§ Verilen Metin:
------------------------------------------------------------------------

Hoş Geldin Yâ Şehr-i Ramazan
Efendim aziz
misafirimiz var bu ay. Herkesin gönül derdi
ortak. Azcık yaşını almış abla ve abilerin "nerede o eski ramazanlar
" hayıflanmalarını duyar gibiyim. Ben bile özlüyorken birkaç yıl öncesini,
onlara çok görmemek lazım bu serzenişi. Yıllar geçiyor. Her şey değişiyor. Ama
çocukluğumdan beri değişmeyen tek bir mevzu var: Orucu ne bozar? Cevabı
bitmeyen, sora sora tüketemediğimiz, her seferinde eskilerin altını çizip birkaç madde de yanına eklediğimiz o meşhur sorunun bıkkınlık veren cevapları hiç
değişmedi. Yıllardır orucu ne bozarı dinlediğimiz kadar milletin evladını,
alimini, gönül ehlini, Allah dostlarını, ecdadın hayatını dinleseydik ne çok
şey öğrenirdik İslam'ın içinden. O zaman kolay olurdu birlikte, hoşgörüyle,
yargılamadan, herkesi kucaklayarak yaşamak.

------------------------------------------------------------------------

(Etiketleme derlemesinden kayıtlar)
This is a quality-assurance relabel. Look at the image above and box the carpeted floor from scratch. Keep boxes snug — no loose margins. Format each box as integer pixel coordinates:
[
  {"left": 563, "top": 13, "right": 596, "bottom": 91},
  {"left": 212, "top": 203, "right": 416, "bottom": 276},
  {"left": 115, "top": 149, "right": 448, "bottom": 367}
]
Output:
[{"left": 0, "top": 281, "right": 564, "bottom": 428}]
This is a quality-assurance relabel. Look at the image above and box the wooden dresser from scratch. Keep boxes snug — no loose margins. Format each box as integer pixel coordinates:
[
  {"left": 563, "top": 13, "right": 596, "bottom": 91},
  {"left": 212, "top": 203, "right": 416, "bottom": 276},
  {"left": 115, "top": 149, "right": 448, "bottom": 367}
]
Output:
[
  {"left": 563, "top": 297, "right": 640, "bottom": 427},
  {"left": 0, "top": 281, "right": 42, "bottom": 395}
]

------------------------------------------------------------------------

§ Yazılı Alıştırma A: Ramazan metnine göre, orucu neyin bozduğunu dinlediğimiz kadar kimi ya da neyi dinleseydik İslam'ın içinden çok şey öğrenirdik? Bunların hepsini sıralayın.
§ Yazılı Alıştırma B: Ramazan metnini son cümlesinden sonra gelecek şekilde devam ettirin.
Bu çalışmada kayıtların hiçbir rolü yoktur.

§ Yazılı Cevap A: Milletin evladı, milletin alimi, gönül ehli, Allah dostları ve ecdadın hayatı.

§ Yazılı Cevap B:
Yaşamak
demişken Ramazan'ı yaşamak tabiri de bu günlerde sık kullanılanlar arasında.
Sahi ne demek bu? Nasıl yaşanır Ramazan? On bir ayın kefaretini tek bir ayla
öderim gibi bir algı yanlış olsa gerek. Çünkü bu ayın özelliği farkındalığı
arttırmak, bütün güzelliği de bunu, bütün kainata yaymak. İnsandan hayvana,
oradan doğaya süzülen manevi bir dünyanın sarmaşık gülü misali. Boğazından
lokma geçmesiyle ya da bir yudum su sızmasıyla bozulmasından ziyade gönülleri
terbiye, nefse hükmetme, ruha hürmet adabıyla örülmüş bir ruh halidir söz
konusu olan. Empati yapabilmektir en basit haliyle. Hiç aklına gelmese bile şu
günlerde yoku düşünebilmektir. Yoku yaşayanın halinden anlayabilmektir. Yetim
başını okşayabilmektir. Akşam eve dönerken pide kokusunu ihtiyacı olanla paylaşabilmektir.
Günün bütün yorgunluğuna, bütün fiziksel zorluğuna rağmen gülümseyebilmektir. Trafikte ya
sabır çekebilmektir. Gürültüde değil de huzurda buluşmayı dilemektir.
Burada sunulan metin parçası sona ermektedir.